[Bounding box labeling entries]
--------------------------------
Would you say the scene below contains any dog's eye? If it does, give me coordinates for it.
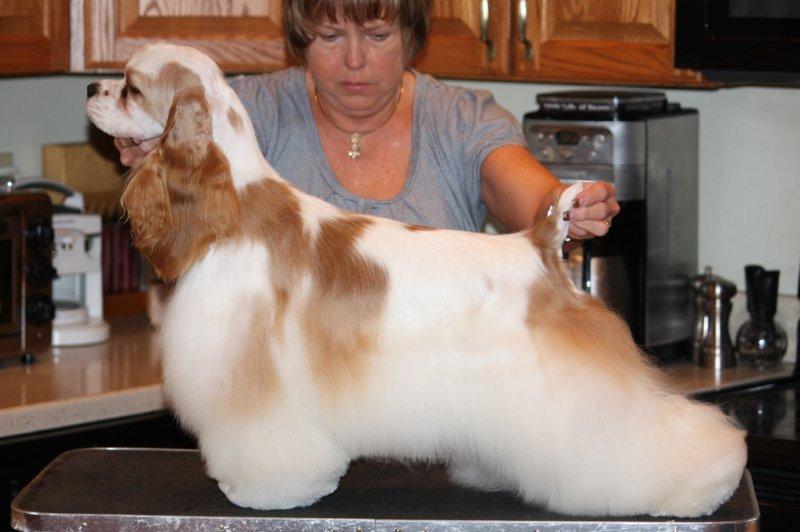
[122,83,142,100]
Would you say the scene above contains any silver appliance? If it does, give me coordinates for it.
[523,91,698,360]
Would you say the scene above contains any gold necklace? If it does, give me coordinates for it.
[314,83,403,159]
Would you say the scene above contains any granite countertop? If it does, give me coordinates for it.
[0,316,794,438]
[0,316,165,438]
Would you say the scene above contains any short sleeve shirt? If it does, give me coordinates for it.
[231,67,525,231]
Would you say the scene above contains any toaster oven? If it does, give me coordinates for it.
[0,192,55,362]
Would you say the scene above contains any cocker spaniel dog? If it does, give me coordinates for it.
[86,44,746,516]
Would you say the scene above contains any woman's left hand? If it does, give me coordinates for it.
[568,181,619,239]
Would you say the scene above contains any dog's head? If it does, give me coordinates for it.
[86,44,238,279]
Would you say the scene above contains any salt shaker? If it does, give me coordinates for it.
[700,275,736,370]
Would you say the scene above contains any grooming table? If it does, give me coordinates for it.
[11,448,759,532]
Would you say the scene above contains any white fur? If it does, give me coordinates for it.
[87,45,746,516]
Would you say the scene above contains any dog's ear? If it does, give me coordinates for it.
[122,88,239,280]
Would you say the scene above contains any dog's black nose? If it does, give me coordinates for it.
[86,81,100,100]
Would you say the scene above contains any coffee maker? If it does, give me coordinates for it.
[523,91,698,361]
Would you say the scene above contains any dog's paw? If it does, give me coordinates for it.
[218,480,339,510]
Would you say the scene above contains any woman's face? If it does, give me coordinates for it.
[306,18,405,118]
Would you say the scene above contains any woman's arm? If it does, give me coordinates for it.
[481,145,619,238]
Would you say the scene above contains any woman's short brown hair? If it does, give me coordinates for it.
[283,0,431,61]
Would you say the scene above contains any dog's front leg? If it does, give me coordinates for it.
[200,409,349,510]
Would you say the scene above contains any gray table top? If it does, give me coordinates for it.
[11,448,759,531]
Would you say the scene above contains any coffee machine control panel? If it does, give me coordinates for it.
[525,124,614,164]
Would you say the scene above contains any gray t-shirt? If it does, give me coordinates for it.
[231,67,525,231]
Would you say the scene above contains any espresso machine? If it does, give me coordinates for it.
[523,91,698,362]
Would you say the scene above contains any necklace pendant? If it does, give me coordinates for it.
[347,133,361,159]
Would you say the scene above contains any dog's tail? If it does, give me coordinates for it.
[528,182,583,253]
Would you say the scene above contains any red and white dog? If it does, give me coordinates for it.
[86,44,746,516]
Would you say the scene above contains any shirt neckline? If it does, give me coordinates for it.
[295,67,427,205]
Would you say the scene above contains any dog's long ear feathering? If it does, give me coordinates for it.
[122,87,239,280]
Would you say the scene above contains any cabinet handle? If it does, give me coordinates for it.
[517,0,533,61]
[481,0,496,61]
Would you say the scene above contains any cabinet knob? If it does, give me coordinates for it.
[481,0,497,62]
[517,0,533,61]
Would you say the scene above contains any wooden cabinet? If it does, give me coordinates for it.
[73,0,287,72]
[418,0,706,86]
[513,0,701,85]
[414,0,511,78]
[0,0,69,75]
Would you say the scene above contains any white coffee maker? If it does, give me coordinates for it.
[53,213,109,346]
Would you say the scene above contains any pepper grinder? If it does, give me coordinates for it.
[736,265,788,368]
[700,275,736,371]
[689,266,713,364]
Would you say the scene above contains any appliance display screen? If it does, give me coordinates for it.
[728,0,800,19]
[556,130,581,146]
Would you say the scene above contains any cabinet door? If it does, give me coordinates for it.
[414,0,510,78]
[0,0,69,75]
[513,0,702,85]
[80,0,287,72]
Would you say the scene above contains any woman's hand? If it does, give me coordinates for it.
[564,181,619,239]
[114,137,160,168]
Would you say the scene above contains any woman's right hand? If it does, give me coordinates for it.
[114,137,160,168]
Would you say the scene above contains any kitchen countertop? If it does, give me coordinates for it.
[0,316,165,438]
[0,316,794,438]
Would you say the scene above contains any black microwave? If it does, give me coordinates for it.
[675,0,800,84]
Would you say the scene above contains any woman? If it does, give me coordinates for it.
[116,0,619,238]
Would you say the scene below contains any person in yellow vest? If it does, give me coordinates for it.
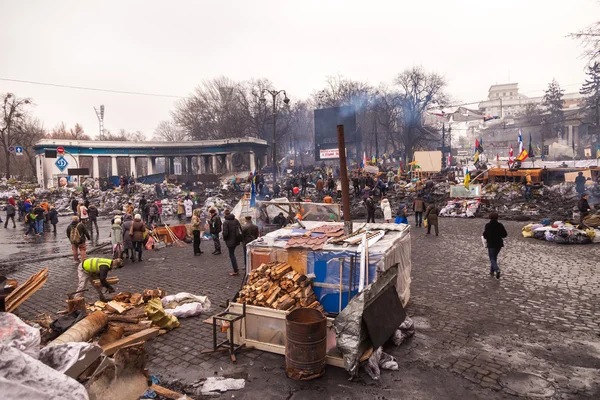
[77,258,123,301]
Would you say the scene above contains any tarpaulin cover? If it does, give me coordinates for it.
[333,266,398,376]
[0,313,89,400]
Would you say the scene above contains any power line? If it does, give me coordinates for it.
[0,78,187,99]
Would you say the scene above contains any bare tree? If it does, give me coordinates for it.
[395,67,448,161]
[0,93,31,178]
[173,77,248,140]
[50,122,91,140]
[152,121,189,142]
[17,118,46,176]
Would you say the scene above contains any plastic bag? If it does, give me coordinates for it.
[0,313,40,359]
[144,298,180,329]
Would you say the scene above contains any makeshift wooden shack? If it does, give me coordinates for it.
[228,221,411,367]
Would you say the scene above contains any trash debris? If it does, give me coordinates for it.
[201,376,246,396]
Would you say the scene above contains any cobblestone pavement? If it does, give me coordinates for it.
[5,219,600,400]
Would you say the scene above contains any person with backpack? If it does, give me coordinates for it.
[242,215,259,267]
[4,197,17,229]
[33,205,46,236]
[425,203,440,236]
[192,208,203,256]
[209,208,222,255]
[87,204,100,236]
[223,210,242,276]
[67,216,90,262]
[24,210,37,239]
[129,214,146,262]
[77,258,123,302]
[48,206,58,233]
[110,218,123,258]
[483,212,508,279]
[413,195,425,227]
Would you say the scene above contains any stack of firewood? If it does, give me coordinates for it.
[237,262,324,312]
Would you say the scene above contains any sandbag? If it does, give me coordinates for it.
[144,298,180,329]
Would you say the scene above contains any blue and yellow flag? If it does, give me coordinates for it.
[464,169,471,190]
--------------------------------
● WORK TO BE COMPLETED: Reproduce the data from its first line up to and including the line with "[568,181,619,239]". Leave the pictures out.

● CORRECT ANSWER:
Would you say the scene below contains any dog's eye? If it does, give me coordinates for it.
[122,83,142,100]
Would you say the scene above contains any silver appliance? If it does, give me coordinates for it.
[523,91,698,360]
Would you say the scene above contains any gold necklace? If it does, give me coordinates for it.
[314,83,403,159]
Would you say the scene above contains any granite countertop? If it does, give me coordinates for it.
[0,316,794,438]
[0,316,165,438]
Would you say the scene above contains any short sleeve shirt? If it does, give me coordinates for it.
[231,67,525,231]
Would you say the scene above contains any toaster oven? If it does, give me coordinates for it.
[0,192,55,362]
Would you say the scene above contains any cocker spaniel dog? If it does, give me coordinates for it.
[86,44,746,516]
Would you say the scene above contains any woman's left hand? If it does, give me coordinates for it.
[568,181,619,239]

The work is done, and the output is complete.